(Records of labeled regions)
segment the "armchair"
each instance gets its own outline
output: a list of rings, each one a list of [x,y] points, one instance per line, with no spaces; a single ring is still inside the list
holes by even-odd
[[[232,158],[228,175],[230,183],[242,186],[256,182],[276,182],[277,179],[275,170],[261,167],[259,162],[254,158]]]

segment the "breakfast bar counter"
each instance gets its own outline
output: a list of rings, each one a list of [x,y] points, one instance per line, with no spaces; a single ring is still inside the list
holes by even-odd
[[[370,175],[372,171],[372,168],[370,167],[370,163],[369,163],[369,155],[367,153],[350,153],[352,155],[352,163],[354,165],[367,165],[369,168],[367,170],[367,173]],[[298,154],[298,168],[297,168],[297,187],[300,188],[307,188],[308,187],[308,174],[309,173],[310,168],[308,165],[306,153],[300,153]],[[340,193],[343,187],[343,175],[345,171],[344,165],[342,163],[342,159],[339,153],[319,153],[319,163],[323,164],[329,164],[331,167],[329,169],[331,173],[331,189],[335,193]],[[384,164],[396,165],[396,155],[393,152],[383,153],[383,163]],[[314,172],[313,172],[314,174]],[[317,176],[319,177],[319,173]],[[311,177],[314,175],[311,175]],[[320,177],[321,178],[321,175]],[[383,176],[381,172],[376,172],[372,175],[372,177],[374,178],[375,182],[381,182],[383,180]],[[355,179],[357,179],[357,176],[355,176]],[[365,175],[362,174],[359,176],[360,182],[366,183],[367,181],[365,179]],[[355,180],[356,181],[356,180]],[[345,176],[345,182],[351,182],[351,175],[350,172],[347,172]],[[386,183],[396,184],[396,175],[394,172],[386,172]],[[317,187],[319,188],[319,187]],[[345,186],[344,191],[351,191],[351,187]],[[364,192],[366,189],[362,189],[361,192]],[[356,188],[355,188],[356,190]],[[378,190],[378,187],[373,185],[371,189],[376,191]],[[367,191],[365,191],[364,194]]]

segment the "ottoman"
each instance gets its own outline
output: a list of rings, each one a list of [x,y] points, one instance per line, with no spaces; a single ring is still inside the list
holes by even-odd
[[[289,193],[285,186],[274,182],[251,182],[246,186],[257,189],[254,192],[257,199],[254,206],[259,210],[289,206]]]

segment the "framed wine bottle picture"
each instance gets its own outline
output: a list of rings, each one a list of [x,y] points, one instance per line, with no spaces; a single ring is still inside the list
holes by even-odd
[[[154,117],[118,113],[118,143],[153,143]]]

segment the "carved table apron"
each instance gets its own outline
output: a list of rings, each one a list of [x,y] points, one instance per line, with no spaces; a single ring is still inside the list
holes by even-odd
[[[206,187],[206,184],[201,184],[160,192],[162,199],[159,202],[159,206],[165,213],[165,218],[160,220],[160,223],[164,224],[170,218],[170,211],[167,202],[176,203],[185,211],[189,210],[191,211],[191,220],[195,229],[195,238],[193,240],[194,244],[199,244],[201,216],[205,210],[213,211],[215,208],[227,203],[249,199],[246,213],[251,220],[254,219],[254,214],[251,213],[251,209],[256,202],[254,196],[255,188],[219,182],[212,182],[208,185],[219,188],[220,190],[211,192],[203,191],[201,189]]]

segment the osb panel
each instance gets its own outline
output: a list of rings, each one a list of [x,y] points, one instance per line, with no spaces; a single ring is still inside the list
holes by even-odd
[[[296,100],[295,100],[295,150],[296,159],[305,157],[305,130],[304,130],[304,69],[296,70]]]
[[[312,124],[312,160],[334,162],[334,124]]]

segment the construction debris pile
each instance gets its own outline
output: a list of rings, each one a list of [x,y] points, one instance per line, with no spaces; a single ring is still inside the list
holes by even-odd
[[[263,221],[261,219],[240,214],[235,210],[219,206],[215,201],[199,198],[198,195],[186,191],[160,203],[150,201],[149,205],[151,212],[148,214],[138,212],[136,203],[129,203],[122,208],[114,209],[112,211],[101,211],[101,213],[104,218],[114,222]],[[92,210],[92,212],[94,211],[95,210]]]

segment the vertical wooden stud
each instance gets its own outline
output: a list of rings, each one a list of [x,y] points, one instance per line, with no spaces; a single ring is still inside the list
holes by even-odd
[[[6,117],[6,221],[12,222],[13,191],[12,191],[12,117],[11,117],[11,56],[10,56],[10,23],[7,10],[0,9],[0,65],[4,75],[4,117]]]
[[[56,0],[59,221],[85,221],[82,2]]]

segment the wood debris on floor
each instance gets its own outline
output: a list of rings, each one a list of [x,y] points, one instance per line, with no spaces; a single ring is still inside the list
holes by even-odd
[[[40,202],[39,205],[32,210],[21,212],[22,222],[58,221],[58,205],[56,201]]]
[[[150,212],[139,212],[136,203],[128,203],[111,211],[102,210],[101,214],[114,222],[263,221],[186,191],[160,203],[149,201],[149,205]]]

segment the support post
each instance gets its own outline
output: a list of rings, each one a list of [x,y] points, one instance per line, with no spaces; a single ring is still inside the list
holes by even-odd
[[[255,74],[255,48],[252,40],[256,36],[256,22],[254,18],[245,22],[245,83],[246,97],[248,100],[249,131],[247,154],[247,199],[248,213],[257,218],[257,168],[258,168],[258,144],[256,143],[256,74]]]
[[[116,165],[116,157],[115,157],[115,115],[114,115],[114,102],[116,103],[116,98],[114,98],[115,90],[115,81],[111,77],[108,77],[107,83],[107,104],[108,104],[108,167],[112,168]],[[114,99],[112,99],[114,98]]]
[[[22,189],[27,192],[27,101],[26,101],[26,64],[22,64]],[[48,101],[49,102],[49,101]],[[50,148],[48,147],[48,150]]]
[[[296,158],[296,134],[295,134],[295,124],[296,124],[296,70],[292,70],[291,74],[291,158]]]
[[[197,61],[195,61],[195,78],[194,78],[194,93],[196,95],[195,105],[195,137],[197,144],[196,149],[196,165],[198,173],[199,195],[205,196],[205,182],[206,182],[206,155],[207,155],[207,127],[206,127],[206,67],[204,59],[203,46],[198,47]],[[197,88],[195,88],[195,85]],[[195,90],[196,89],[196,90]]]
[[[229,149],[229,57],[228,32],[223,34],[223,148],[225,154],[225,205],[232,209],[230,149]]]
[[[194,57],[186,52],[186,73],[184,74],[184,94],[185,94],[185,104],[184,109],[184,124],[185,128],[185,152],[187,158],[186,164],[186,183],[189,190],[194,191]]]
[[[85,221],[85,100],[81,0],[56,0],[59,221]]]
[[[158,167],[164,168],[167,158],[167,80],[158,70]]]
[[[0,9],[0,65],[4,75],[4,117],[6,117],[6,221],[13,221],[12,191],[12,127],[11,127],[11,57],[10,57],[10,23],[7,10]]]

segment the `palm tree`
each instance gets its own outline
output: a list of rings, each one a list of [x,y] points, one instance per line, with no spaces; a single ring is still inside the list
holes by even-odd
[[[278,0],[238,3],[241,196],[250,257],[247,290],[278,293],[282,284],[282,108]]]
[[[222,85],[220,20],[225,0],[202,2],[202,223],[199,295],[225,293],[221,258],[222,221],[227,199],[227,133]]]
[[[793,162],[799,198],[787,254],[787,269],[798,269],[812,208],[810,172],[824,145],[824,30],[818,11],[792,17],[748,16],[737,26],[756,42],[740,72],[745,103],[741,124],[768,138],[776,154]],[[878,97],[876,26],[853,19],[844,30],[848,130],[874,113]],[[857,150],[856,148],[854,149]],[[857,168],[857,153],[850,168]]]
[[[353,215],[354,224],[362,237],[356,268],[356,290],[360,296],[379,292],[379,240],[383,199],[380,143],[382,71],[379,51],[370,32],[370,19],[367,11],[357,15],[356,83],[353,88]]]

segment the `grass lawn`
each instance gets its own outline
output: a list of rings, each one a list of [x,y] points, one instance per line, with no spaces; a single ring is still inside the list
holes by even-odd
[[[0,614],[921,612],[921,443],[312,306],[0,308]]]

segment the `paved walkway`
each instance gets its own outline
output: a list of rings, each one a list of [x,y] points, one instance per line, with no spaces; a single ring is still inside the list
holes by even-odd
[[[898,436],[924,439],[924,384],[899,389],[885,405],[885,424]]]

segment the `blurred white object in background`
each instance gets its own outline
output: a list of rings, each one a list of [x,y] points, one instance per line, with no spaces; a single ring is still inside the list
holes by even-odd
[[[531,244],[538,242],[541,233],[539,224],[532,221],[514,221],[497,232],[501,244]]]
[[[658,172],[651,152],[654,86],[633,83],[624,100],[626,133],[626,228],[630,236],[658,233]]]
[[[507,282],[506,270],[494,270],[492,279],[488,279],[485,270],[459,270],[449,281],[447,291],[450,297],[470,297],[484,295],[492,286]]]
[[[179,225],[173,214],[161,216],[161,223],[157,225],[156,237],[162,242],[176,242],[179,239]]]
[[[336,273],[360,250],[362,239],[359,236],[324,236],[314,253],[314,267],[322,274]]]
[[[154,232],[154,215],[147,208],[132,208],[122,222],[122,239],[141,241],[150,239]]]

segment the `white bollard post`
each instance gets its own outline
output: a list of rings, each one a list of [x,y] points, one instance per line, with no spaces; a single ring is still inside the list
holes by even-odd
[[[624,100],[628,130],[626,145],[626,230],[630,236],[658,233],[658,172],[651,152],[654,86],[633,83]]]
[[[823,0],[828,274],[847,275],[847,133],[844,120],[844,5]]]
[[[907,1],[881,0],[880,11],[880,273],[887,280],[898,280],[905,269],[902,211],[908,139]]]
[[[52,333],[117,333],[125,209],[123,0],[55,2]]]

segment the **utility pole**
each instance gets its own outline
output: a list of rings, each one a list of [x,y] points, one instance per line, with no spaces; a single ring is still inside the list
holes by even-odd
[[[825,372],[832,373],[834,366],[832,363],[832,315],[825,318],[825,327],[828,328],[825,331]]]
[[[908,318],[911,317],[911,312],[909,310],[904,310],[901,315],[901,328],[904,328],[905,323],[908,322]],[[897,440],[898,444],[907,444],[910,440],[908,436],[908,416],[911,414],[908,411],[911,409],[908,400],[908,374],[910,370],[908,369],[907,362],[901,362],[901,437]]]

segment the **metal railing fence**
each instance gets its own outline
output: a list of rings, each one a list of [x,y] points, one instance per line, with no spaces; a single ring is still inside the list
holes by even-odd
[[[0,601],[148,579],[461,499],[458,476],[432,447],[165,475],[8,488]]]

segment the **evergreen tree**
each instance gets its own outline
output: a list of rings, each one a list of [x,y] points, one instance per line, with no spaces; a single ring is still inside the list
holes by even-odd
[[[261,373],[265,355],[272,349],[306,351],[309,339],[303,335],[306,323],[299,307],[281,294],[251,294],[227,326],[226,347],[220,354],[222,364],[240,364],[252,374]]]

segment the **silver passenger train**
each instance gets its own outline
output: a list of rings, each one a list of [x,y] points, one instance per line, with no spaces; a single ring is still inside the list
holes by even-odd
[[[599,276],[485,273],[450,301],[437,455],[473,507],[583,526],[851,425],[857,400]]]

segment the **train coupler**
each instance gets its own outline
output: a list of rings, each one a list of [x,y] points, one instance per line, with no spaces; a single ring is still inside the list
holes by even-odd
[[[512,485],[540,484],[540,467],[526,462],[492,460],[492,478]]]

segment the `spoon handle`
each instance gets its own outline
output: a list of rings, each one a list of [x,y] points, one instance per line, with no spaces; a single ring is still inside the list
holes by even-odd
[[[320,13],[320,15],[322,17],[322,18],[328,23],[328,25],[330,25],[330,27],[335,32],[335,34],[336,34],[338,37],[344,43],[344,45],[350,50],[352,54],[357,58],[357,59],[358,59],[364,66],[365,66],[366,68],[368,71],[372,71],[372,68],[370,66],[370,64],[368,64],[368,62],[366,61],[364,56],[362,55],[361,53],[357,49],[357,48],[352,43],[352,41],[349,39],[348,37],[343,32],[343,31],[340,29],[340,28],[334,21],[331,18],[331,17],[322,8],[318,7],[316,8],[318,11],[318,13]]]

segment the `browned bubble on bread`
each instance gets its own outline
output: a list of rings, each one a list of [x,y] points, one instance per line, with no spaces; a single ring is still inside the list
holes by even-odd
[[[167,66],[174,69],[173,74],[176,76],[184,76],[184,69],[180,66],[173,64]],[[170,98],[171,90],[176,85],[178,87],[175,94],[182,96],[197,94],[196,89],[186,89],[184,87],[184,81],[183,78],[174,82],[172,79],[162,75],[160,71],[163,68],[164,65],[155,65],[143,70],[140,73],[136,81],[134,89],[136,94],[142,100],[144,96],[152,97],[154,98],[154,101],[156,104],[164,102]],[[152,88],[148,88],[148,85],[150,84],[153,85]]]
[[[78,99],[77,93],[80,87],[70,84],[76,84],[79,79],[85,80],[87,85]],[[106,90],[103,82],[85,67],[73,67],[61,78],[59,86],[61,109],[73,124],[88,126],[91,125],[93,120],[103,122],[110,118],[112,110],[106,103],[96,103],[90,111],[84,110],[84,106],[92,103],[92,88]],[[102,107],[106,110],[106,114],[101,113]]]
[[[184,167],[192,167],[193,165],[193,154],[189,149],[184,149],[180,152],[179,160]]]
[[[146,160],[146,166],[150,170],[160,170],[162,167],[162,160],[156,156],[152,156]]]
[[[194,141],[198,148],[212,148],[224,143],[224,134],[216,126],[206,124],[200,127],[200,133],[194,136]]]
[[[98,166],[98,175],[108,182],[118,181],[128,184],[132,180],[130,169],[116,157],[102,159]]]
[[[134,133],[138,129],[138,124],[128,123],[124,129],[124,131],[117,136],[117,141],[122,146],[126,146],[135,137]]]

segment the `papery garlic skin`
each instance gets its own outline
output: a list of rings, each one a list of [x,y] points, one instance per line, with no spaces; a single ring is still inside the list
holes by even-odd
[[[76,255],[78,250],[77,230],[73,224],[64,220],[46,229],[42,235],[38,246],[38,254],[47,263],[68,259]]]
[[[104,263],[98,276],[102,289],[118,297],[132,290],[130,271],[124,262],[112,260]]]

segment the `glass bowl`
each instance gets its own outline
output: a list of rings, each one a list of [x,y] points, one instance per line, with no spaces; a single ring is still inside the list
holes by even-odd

* Given task
Report each line of the records that contains the string "train". Matching is case-sensitive.

* Expected answer
segment the **silver passenger train**
segment the **train coupler**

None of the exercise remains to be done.